Your task
Write out again the entries from the first line to the line that includes "point: red tile roof", keeping both of those lines.

[Recorded data]

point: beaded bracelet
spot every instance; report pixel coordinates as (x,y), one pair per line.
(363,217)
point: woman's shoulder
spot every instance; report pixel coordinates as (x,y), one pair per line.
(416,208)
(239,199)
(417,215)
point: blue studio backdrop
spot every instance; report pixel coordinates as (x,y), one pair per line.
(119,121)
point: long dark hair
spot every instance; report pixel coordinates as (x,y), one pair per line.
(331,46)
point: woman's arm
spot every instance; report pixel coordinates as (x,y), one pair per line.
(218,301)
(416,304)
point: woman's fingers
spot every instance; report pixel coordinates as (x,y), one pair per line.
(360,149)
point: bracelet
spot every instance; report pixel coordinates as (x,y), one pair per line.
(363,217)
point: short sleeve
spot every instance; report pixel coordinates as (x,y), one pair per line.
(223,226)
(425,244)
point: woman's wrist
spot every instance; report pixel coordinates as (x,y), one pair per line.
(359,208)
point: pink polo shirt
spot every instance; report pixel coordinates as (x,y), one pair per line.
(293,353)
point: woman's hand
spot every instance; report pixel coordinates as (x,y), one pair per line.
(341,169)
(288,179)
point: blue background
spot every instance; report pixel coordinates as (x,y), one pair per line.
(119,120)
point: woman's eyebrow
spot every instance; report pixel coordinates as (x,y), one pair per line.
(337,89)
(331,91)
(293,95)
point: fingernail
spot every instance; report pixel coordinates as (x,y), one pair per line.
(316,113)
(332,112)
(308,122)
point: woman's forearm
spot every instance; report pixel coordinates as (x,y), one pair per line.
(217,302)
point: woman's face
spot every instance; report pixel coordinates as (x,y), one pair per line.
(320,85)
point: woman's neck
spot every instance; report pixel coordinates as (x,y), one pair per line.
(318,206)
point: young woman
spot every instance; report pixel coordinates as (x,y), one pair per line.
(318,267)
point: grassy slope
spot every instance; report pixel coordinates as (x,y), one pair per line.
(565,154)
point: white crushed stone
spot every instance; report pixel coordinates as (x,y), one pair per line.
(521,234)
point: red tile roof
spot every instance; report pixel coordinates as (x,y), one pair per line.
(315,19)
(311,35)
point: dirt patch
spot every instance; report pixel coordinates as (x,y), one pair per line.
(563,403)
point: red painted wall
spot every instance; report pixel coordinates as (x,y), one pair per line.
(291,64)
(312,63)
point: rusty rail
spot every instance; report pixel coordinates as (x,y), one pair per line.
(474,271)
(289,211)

Task result
point: beaded bracelet
spot every instance; report pixel coordinates as (x,y), one pair per line.
(363,217)
point: woman's shoulder
spot every instance; report pixel coordinates as (x,y), one pair per line.
(416,208)
(239,199)
(417,215)
point: blue studio backdrop
spot every instance; report pixel coordinates as (x,y), one pair per line.
(119,121)
point: long dark hair
spot every instance; report pixel coordinates as (x,y), one pair per line.
(331,46)
point: woman's arm
spot every instance; report pixel coordinates as (x,y), one pair per line.
(218,301)
(416,304)
point: woman's fingers
spot every instance; report pixel coordinates as (x,y), one pair per line.
(360,149)
point: bracelet
spot every instance; report pixel coordinates as (x,y), one pair per line.
(363,217)
point: short sleeve
spot every instance; report pixel coordinates as (x,y), one pair per line.
(223,226)
(425,244)
point: woman's wrist
spot every instance; report pixel coordinates as (x,y), one pair per line.
(359,208)
point: pink polo shirt
spot every instance; report pixel coordinates as (x,y), one pair per line.
(293,353)
point: woman's hand
spot every instance; report pixel coordinates as (x,y), one pair per line.
(341,169)
(288,179)
point: blue background
spot every instance; report pixel coordinates as (x,y), one pair per line.
(119,120)
point: woman's eyebrow
spot every instance; report pixel coordinates as (x,y), one pair per line.
(337,89)
(331,91)
(293,95)
point: fingernail
spot every instance; report pixel coordinates as (x,y), one pair per line.
(316,113)
(332,112)
(308,122)
point: woman's forearm
spot every instance; report pixel coordinates as (x,y), one pair per line.
(217,302)
point: woman's face
spot every instance; report pixel coordinates as (x,y), one pair per line.
(320,85)
point: woman's neck
spot every instance; report pixel coordinates as (x,y), one pair per line.
(318,206)
point: young woman
spot every instance; report pixel coordinates as (x,y), one pair per line.
(318,267)
point: grassy slope
spot every instance; report pixel coordinates as (x,y), one pair per line.
(565,154)
point: white crushed stone
spot every instance; report pixel coordinates as (x,y), one pair per line.
(521,234)
point: red tile roof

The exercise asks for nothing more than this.